Mark Noble in The LA Review of Books:
THERE IS A MOMENT in Henry David Thoreau’s Journal that has always bothered me. It’s the middle of August 1851, and Thoreau begins a desultory afternoon entry with regrets about the finitude of human perspectives. Long hikes require so much gear, we cannot migrate so easily as birds, we are not everywhere at home like bugs. So he concedes it’s often easier, and perhaps no less profitable, to just stay in and record events of the mind:
As travellers go round the world and report natural objects & phenomena—so faithfully let another stay at home and report the phenomena of his own life. Catalogue stars—those thoughts whose orbits are as rarely calculated as comets. It matters not whether they visit my mind or yours—whether the meteor falls in my field or in yours—only that it came from heaven.
If the mind is like the sky, then astronomy legitimates introspection. Mental landscapes compel attention as natural landscapes. But what authorizes this analogy also effaces the idea that one’s thoughts could be one’s own. Maybe some thoughts are as luminous as stars, but are they also as remote? Can Thoreau really mean that the exteriority of a thought, or even its celestial origin, so utterly trivializes the idea that thoughts belong to anyone in particular? In the very moment we’re granted permission to indulge the life of the mind, we’re also dispossessed of it. If you would presume to have your own thoughts, he seems to argue, then you should search the night sky in hopes of tracing their ancient patterns.

Aim of the task: Continue the essay excerpt on Thoreau's journal entry about thoughts as stars, picking up after its last sentence.

Stored rows:
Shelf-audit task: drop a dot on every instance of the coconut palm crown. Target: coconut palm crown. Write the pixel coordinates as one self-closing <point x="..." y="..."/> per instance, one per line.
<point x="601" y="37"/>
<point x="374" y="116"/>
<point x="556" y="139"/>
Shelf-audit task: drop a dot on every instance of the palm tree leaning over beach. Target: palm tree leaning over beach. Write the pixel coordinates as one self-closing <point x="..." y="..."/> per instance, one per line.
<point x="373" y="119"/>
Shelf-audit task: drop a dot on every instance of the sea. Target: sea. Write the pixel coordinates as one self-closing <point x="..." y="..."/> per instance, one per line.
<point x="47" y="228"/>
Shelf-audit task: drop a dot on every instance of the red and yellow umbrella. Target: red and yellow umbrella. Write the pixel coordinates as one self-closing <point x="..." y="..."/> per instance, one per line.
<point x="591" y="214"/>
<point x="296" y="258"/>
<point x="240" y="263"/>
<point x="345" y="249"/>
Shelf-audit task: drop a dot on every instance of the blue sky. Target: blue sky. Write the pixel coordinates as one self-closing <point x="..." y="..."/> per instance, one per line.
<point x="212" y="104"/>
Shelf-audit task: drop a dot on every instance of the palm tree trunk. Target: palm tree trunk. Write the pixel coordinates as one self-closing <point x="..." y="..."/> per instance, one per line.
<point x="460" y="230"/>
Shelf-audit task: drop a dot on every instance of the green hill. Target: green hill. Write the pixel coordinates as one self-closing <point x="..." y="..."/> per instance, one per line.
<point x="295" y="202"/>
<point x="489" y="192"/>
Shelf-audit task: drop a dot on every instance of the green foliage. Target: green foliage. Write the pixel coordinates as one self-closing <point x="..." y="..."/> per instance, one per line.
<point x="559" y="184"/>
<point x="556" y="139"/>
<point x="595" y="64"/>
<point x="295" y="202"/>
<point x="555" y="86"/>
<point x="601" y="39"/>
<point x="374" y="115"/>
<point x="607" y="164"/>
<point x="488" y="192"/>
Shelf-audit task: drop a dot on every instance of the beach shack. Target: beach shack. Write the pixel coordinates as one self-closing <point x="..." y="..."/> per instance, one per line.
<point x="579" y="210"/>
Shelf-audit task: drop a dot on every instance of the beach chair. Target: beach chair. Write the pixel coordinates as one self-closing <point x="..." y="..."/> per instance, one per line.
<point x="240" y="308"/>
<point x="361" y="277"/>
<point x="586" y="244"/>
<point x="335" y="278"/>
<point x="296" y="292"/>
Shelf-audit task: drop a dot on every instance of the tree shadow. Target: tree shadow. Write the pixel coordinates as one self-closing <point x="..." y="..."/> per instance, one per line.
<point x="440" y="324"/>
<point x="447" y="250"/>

Expected output:
Few studies have illuminated both the challenges and the exhilarations of this dispossession as powerfully as Branka Arsić’s new book, Bird Relics: Grief and Vitalism in Thoreau, which reorients our understanding of Thoreau’s materialist vitalism. Arsić’s reading of both canonical texts and understudied fragments uncover a radical philosophy of life — a vibrant ontology in which writing about what generates our experience also means blurring conventional distinctions between the realistic and the fantastic, animate bodies and inanimate ones, what it means to live and what it means to die.
More here.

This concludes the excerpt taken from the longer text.